_SUPPLIED PASSAGE_.
Much of the momentum for the OpenGIS project comes from a need to share geographic information more effectively and to improve the efficiency of communication between individuals and organizations who not only store and manipulate geographic information in different ways on different computer systems, but who think and talk about and visualize geography in very different ways. Undertaking to establish effective data communications within a well defined technical context poses a reasonably limited problem. Undertaking to establish means for sharing information with little or no loss across the technical and human barriers that exist within and among diverse human groups and institutions poses a problem of much greater scope. OGIS must ultimately help solve both the technical and the larger human problem.

The OGC Technical Committee has devised a Geographic Information Communities model to address this problem that provides a framework that uses OpenGIS technologies to dissolve many of the barriers that prevent sharing of digital spatial data and spatial processing services. Some barriers, of course, cannot be overcome by technology. But when semantic translators and other methods become widely used, Geographic Information Communities will be able to see clearly what they might do at the organizational level to overcome such barriers and make their spatial information systems more interoperable with those of other Geographic Information Communities.

Progress Continues Toward Open Geoprocessing

In January, OGC announced that it had received excellent responses to its Requests for Information (RFIs) which are part of the OpenGIS Interoperability Specification effort. The RFIs cover geographic information catalog services and imagery.

Seven organizations submitted information in response to the OpenGIS Catalog Services RFI. These submissions suggest requirements to include in an RFP for standard mechanisms for geographic information in a networked environment of heterogeneous spatial databases. Among the submitters were the ISO (International Standards Organization) Cataloguing Project Team, the US Federal Geographic Data Committee, the US Department of Defense's National Imagery and Mapping Agency, and the Committee on Earth Observation Satellites.

Space Imaging (Thornton, CO), SPOT Image (Reston, VA), TRIFID (St. Louis, MO), and the US DoD National Imagery and Mapping Agency (NIMA) responded to OGC's OpenGIS Imagery RFI to ensure completeness of the imagery parts of an RFP for specifications that will define coverages that include images (such as satellite images) and certain maps (such as digital elevation maps) where each point has a distinct value.

David Schell, president of OGC, said, "Geospatial catalog services will work underneath applications that are as easy to use as a Web browser, and the OpenGIS Project's work with coverages will enable all types of geospatial data to be queried with the same user-friendly tools. Our members are dealing with very sophisticated technologies, but they have their eyes on the non-expert user."

Late in 1996, geographic information system (GIS) vendors cooperated to submit proposed OpenGIS Specifications in response to OGC's first Request for Proposals (RFP) which addresses "simple geometry," (points, lines, and areas) and attributes (such as soil type). Compliant products expected later this year will be able to respond to each others' spatial queries.

Diverse Membership Speeds Accomplishments

The total number of OGC members now exceeds 90 with most of the major design/engineering automation and GIS vendors represented, as well as other organizations from the private and public sectors and academia. Even with such a diverse group of members, cooperation between the members is yielding real progress being made on several fronts.

_WORK TO DO_.
[1] Using the OpenGIS passage, explain why Space Imaging, SPOT Image, TRIFID, and NIMA responded to the OpenGIS Imagery RFI. Answer in one to three sentences.
[2] Answer these questions from the OpenGIS passage.
(a) How many organizations submitted information in response to the OpenGIS Catalog Services RFI?
(b) Who is the president of OGC?
(c) How many members does OGC now have?
The data below comes from a source separate from the OpenGIS passage.

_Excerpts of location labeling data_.
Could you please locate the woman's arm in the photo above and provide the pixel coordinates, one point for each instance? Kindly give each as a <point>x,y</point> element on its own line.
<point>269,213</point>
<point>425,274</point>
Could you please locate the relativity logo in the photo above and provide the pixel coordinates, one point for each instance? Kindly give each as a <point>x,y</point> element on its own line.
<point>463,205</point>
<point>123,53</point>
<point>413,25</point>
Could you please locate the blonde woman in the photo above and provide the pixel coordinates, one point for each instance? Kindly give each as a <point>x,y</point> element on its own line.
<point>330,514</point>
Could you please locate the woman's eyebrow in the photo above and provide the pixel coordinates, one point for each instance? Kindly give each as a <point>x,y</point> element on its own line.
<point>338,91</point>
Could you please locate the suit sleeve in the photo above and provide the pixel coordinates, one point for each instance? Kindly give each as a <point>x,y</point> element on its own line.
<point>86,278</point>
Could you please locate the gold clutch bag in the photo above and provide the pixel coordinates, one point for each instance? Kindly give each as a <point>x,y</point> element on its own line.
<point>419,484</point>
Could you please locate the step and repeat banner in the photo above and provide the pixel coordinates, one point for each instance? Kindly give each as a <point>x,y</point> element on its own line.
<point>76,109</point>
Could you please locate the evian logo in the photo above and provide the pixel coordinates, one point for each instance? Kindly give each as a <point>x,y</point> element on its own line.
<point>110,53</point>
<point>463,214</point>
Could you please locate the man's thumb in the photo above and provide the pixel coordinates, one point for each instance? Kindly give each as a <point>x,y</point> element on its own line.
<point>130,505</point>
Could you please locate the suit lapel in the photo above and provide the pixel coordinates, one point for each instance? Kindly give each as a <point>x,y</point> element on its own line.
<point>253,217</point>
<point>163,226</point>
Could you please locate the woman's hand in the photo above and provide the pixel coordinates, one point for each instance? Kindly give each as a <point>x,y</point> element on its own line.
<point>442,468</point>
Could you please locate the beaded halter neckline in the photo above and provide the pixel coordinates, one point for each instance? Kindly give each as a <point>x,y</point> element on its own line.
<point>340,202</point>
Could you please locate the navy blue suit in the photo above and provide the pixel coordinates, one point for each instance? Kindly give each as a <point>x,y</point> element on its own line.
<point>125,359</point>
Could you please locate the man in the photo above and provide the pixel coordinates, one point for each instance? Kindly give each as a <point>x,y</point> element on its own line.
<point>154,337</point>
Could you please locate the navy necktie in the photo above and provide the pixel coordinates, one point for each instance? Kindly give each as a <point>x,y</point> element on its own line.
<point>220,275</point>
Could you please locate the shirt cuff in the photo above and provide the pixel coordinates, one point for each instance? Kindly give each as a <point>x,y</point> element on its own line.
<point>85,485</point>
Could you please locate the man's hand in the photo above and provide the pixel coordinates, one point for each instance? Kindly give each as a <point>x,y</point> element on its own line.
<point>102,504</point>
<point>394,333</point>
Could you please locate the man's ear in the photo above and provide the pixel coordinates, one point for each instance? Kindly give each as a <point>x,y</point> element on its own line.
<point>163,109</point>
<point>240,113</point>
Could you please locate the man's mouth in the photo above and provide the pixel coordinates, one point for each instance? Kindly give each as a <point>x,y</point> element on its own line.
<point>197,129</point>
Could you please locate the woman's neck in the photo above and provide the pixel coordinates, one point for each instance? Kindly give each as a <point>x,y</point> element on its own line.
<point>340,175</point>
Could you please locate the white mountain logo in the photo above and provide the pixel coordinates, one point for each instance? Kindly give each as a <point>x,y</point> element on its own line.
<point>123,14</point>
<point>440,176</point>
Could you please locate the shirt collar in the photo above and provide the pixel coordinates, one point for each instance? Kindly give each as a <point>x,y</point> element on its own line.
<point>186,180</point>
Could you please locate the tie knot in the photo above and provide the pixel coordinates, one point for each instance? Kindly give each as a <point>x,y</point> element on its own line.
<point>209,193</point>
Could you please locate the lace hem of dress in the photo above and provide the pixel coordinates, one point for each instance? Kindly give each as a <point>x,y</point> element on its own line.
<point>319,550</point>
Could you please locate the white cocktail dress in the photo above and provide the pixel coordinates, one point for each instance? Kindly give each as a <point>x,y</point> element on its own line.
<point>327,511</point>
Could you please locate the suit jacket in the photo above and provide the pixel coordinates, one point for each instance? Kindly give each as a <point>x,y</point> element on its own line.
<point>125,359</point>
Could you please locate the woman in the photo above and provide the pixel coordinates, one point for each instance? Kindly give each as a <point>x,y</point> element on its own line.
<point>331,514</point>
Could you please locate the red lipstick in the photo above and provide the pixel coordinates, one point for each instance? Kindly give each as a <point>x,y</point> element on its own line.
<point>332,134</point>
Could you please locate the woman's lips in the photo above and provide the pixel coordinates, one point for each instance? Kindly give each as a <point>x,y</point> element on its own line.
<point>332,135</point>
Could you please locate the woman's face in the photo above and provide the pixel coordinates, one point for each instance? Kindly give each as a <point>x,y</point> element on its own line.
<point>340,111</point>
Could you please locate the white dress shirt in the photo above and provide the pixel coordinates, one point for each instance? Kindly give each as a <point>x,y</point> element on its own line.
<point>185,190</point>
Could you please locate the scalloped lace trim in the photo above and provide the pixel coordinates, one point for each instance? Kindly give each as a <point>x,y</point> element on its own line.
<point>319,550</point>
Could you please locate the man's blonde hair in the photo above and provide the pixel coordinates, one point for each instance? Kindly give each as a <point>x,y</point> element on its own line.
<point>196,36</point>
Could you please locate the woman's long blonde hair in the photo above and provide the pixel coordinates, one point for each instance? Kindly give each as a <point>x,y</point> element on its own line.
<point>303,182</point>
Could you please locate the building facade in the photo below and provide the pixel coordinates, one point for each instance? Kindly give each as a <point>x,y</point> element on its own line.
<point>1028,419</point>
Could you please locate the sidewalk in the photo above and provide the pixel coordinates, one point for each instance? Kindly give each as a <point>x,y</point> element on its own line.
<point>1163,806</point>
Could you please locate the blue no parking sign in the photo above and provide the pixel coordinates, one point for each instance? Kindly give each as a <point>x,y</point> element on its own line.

_SOLUTION SET_.
[1] They responded to ensure completeness of the imagery parts of an RFP for specifications that will define coverages. These coverages include images such as satellite images and certain maps such as digital elevation maps, where each point has a distinct value.

[2]
(a) Seven organizations.
(b) David Schell.
(c) More than 90.